▸ Supplied entries
_ _ _ _ _

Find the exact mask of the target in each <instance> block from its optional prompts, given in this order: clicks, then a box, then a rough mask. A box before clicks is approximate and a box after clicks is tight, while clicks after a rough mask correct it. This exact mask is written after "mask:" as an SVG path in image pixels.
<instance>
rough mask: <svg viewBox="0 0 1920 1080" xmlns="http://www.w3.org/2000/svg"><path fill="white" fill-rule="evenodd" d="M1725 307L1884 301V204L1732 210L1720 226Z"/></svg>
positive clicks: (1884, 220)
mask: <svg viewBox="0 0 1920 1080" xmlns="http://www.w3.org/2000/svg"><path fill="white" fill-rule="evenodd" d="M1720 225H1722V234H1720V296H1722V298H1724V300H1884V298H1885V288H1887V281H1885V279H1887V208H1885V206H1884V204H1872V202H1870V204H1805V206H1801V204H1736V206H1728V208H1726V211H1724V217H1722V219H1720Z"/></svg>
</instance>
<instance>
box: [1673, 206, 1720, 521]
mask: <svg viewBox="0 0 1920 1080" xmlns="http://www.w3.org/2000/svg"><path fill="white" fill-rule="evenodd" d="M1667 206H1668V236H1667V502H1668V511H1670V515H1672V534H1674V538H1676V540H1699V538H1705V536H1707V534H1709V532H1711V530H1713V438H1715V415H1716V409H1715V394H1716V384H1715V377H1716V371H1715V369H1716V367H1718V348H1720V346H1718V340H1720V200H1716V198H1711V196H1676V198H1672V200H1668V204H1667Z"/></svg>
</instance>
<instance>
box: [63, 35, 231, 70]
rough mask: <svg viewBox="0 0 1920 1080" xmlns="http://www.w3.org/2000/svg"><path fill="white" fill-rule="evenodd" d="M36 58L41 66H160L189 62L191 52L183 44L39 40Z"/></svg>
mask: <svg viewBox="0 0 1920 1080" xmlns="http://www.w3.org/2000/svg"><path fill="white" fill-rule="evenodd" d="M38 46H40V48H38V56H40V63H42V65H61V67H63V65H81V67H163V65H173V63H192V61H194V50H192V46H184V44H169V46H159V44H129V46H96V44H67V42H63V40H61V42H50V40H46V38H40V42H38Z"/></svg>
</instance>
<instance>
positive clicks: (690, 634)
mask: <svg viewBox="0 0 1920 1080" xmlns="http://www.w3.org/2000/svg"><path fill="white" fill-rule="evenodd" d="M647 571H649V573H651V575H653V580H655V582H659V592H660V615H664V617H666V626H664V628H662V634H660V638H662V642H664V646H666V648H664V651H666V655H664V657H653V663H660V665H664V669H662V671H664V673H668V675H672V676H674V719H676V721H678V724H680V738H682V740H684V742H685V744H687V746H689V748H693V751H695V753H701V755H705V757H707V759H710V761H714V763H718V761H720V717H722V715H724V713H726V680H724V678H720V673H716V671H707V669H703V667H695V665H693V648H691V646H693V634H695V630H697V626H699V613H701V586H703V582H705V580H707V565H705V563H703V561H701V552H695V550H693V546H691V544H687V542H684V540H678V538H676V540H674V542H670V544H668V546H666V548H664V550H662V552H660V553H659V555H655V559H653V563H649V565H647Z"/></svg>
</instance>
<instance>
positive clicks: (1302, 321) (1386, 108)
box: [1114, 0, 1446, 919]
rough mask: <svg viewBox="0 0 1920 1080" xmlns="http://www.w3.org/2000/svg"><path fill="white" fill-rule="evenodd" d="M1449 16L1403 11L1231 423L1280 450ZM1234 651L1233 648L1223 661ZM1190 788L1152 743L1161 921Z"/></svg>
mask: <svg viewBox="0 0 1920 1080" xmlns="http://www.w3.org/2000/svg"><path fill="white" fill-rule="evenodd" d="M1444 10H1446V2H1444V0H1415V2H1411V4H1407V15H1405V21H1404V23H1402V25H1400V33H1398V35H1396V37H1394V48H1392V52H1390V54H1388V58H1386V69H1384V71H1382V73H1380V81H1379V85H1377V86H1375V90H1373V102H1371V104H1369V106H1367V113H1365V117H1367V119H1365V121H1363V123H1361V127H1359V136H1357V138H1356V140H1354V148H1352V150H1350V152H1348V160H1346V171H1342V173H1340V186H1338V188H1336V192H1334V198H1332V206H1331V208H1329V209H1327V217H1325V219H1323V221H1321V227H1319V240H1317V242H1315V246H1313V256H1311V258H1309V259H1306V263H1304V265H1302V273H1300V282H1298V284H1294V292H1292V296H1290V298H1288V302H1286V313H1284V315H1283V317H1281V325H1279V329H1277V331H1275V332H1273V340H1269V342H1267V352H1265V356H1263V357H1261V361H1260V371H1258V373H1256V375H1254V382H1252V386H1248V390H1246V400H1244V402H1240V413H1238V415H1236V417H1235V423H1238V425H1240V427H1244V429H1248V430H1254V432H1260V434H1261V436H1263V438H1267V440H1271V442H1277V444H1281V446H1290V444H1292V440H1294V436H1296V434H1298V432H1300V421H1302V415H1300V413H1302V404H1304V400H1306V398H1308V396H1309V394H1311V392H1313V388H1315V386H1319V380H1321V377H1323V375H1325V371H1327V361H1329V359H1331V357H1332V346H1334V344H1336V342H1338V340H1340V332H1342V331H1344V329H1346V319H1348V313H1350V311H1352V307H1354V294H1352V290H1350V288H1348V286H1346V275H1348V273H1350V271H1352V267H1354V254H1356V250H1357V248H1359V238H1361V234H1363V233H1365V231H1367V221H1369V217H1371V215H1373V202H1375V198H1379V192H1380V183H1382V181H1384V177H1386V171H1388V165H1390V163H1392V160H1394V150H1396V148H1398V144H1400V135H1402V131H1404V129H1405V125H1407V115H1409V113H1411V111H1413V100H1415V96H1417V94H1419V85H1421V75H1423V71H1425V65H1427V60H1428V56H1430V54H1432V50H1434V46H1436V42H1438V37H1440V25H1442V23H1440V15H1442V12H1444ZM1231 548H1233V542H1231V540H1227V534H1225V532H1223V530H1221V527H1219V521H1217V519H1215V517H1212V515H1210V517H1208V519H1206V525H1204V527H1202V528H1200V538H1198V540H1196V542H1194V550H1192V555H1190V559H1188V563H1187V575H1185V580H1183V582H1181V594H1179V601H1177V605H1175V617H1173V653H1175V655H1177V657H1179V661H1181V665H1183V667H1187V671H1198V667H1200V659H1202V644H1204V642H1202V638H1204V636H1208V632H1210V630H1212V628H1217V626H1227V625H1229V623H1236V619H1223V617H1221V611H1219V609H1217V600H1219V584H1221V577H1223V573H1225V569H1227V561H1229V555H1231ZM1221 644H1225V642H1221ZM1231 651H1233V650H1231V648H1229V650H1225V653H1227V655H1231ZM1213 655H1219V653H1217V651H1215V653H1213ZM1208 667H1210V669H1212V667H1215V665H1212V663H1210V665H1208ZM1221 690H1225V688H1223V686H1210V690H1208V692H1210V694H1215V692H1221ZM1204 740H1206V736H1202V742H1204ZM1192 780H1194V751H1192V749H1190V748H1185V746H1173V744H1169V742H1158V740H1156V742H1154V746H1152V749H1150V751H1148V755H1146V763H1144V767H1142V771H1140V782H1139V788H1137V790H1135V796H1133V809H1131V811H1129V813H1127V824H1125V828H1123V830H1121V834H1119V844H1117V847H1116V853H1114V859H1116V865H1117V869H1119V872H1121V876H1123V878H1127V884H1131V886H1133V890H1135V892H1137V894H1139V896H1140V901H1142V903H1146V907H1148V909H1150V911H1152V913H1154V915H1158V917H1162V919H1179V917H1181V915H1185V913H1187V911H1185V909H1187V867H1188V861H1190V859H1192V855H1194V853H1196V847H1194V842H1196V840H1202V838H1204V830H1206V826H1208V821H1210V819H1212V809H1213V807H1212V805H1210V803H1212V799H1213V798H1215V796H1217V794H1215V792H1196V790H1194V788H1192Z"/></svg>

_ _ _ _ _

▸ Written task
Word for word, return the entire listing above.

▸ Response
Find the exact mask of the target in each <instance> block from its optional prompts, given in this order: clicks, then a box, then a rough mask. A box before clicks is approximate and a box after clicks is tight, while clicks after a rough mask correct it. This exact mask is written after "mask:" as an SVG path in image pixels.
<instance>
rough mask: <svg viewBox="0 0 1920 1080" xmlns="http://www.w3.org/2000/svg"><path fill="white" fill-rule="evenodd" d="M1725 307L1884 301V204L1732 210L1720 226Z"/></svg>
positive clicks: (1884, 220)
mask: <svg viewBox="0 0 1920 1080" xmlns="http://www.w3.org/2000/svg"><path fill="white" fill-rule="evenodd" d="M1720 225H1722V234H1720V296H1722V298H1724V300H1884V298H1885V288H1887V281H1885V279H1887V208H1885V206H1884V204H1872V202H1870V204H1805V206H1801V204H1736V206H1728V208H1726V211H1724V217H1722V219H1720Z"/></svg>
</instance>
<instance>
box: [1673, 206, 1720, 521]
mask: <svg viewBox="0 0 1920 1080" xmlns="http://www.w3.org/2000/svg"><path fill="white" fill-rule="evenodd" d="M1667 206H1668V236H1667V502H1668V511H1670V515H1672V534H1674V538H1676V540H1699V538H1705V536H1707V534H1709V532H1711V530H1713V438H1715V415H1716V409H1715V394H1716V384H1715V377H1716V371H1715V369H1716V367H1718V348H1720V346H1718V340H1720V200H1716V198H1711V196H1676V198H1672V200H1668V204H1667Z"/></svg>
</instance>
<instance>
box: [63, 35, 231, 70]
rough mask: <svg viewBox="0 0 1920 1080" xmlns="http://www.w3.org/2000/svg"><path fill="white" fill-rule="evenodd" d="M36 58L41 66H160L189 62L191 52L183 44L39 40Z"/></svg>
mask: <svg viewBox="0 0 1920 1080" xmlns="http://www.w3.org/2000/svg"><path fill="white" fill-rule="evenodd" d="M38 46H40V48H38V56H40V63H42V65H61V67H63V65H81V67H163V65H173V63H192V61H194V50H192V46H184V44H169V46H159V44H129V46H96V44H67V42H63V40H61V42H50V40H46V38H40V42H38Z"/></svg>
</instance>
<instance>
positive clicks: (690, 634)
mask: <svg viewBox="0 0 1920 1080" xmlns="http://www.w3.org/2000/svg"><path fill="white" fill-rule="evenodd" d="M647 571H649V573H651V575H653V580H655V582H659V592H660V615H664V617H666V626H664V628H662V634H660V638H662V642H664V646H666V648H664V651H666V655H664V657H653V663H660V665H664V669H662V671H664V673H668V675H672V676H674V719H676V721H678V724H680V738H682V740H684V742H685V744H687V746H689V748H693V751H695V753H701V755H705V757H707V759H710V761H714V763H718V761H720V717H722V715H724V713H726V680H724V678H720V673H716V671H707V669H703V667H695V665H693V648H691V646H693V634H695V630H697V626H699V613H701V586H703V582H705V580H707V565H705V563H703V561H701V552H695V550H693V546H691V544H687V542H684V540H678V538H676V540H674V542H670V544H668V546H666V548H664V550H662V552H660V553H659V555H655V559H653V563H649V565H647Z"/></svg>
</instance>
<instance>
positive clicks: (1302, 321) (1386, 108)
box: [1114, 0, 1446, 919]
rough mask: <svg viewBox="0 0 1920 1080" xmlns="http://www.w3.org/2000/svg"><path fill="white" fill-rule="evenodd" d="M1449 16L1403 11L1231 423L1280 450ZM1234 651L1233 648L1223 661ZM1190 788L1152 743L1161 921Z"/></svg>
mask: <svg viewBox="0 0 1920 1080" xmlns="http://www.w3.org/2000/svg"><path fill="white" fill-rule="evenodd" d="M1444 10H1446V2H1444V0H1415V2H1411V4H1407V15H1405V21H1404V23H1402V25H1400V33H1398V35H1396V37H1394V48H1392V52H1390V54H1388V58H1386V69H1384V71H1382V73H1380V81H1379V85H1377V86H1375V90H1373V102H1371V104H1369V106H1367V113H1365V117H1367V119H1365V121H1363V123H1361V127H1359V136H1357V138H1356V140H1354V148H1352V150H1350V152H1348V160H1346V171H1342V173H1340V186H1338V188H1336V192H1334V198H1332V206H1331V208H1329V209H1327V217H1325V219H1323V221H1321V227H1319V240H1317V242H1315V246H1313V256H1311V258H1309V259H1306V263H1304V265H1302V273H1300V282H1298V284H1294V292H1292V296H1290V298H1288V302H1286V313H1284V315H1283V317H1281V325H1279V329H1277V331H1275V332H1273V340H1269V342H1267V352H1265V356H1263V357H1261V361H1260V371H1258V373H1256V375H1254V382H1252V386H1248V390H1246V400H1244V402H1240V413H1238V415H1236V417H1235V423H1238V425H1240V427H1244V429H1248V430H1254V432H1260V434H1261V436H1263V438H1267V440H1271V442H1277V444H1281V446H1290V444H1292V440H1294V436H1296V434H1298V432H1300V421H1302V415H1300V413H1302V404H1304V400H1306V398H1308V396H1309V394H1311V392H1313V388H1315V386H1319V380H1321V377H1323V375H1325V371H1327V361H1329V359H1331V357H1332V346H1334V344H1336V342H1338V340H1340V332H1342V331H1344V329H1346V319H1348V313H1350V311H1352V307H1354V294H1352V290H1350V288H1348V286H1346V275H1348V273H1350V271H1352V267H1354V254H1356V250H1357V248H1359V238H1361V234H1363V233H1365V231H1367V221H1369V217H1371V215H1373V202H1375V198H1379V192H1380V183H1382V181H1384V177H1386V171H1388V165H1390V163H1392V160H1394V150H1396V148H1398V144H1400V135H1402V131H1404V129H1405V125H1407V115H1409V113H1411V111H1413V100H1415V96H1417V94H1419V85H1421V75H1423V71H1425V65H1427V60H1428V56H1430V54H1432V50H1434V46H1436V42H1438V37H1440V25H1442V23H1440V15H1442V12H1444ZM1231 548H1233V542H1231V540H1227V534H1225V532H1223V530H1221V527H1219V521H1217V519H1215V517H1212V515H1210V517H1208V519H1206V525H1204V527H1202V528H1200V538H1198V540H1196V542H1194V550H1192V555H1190V559H1188V563H1187V575H1185V580H1183V582H1181V594H1179V601H1177V605H1175V617H1173V653H1175V655H1177V657H1179V661H1181V665H1183V667H1187V671H1198V667H1200V659H1202V644H1204V642H1202V638H1204V636H1208V632H1210V630H1212V628H1217V626H1227V625H1229V623H1236V619H1223V617H1221V611H1219V609H1217V600H1219V584H1221V577H1223V573H1225V569H1227V561H1229V555H1231ZM1221 644H1225V642H1221ZM1231 651H1233V650H1231V648H1229V650H1225V653H1227V655H1231ZM1213 655H1219V653H1217V651H1215V653H1213ZM1208 667H1210V669H1212V667H1215V665H1212V663H1210V665H1208ZM1221 690H1225V688H1223V686H1210V690H1208V692H1210V694H1215V692H1221ZM1204 740H1206V736H1202V742H1204ZM1192 780H1194V751H1192V749H1190V748H1185V746H1173V744H1169V742H1158V740H1156V742H1154V746H1152V749H1150V751H1148V755H1146V763H1144V767H1142V771H1140V782H1139V788H1137V790H1135V796H1133V809H1131V811H1129V813H1127V824H1125V828H1123V830H1121V834H1119V844H1117V847H1116V853H1114V859H1116V865H1117V869H1119V872H1121V876H1123V878H1127V884H1131V886H1133V890H1135V892H1137V894H1139V896H1140V901H1142V903H1146V907H1148V909H1150V911H1152V913H1154V915H1158V917H1162V919H1179V917H1181V915H1185V913H1187V911H1185V909H1187V867H1188V861H1190V859H1192V855H1194V853H1196V847H1194V842H1196V840H1202V838H1204V830H1206V826H1208V821H1210V819H1212V809H1213V807H1212V805H1210V803H1212V799H1213V798H1215V796H1217V794H1215V792H1196V790H1194V788H1192Z"/></svg>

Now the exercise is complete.